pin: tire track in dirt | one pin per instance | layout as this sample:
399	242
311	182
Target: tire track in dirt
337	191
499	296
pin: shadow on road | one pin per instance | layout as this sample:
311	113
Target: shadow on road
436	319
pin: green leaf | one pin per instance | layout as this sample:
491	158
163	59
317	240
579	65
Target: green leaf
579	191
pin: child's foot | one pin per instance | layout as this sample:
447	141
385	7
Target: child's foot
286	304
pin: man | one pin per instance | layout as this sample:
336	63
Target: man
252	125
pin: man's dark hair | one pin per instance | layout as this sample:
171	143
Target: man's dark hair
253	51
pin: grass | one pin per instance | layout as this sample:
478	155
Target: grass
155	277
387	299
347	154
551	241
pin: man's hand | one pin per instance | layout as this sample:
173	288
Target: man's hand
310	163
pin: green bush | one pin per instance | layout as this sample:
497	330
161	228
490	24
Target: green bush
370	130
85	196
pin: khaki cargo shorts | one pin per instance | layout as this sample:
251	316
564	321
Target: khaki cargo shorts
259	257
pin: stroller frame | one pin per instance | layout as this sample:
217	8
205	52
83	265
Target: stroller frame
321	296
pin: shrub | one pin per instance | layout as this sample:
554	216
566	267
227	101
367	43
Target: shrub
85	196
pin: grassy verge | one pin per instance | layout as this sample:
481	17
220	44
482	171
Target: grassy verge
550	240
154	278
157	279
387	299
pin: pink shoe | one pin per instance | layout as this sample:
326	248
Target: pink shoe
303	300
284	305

---

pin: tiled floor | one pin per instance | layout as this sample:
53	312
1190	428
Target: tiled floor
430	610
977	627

Stated goal: How many lines of the records contain the string "road"? Case counts; reply with the number alone.

Solution for this task: 2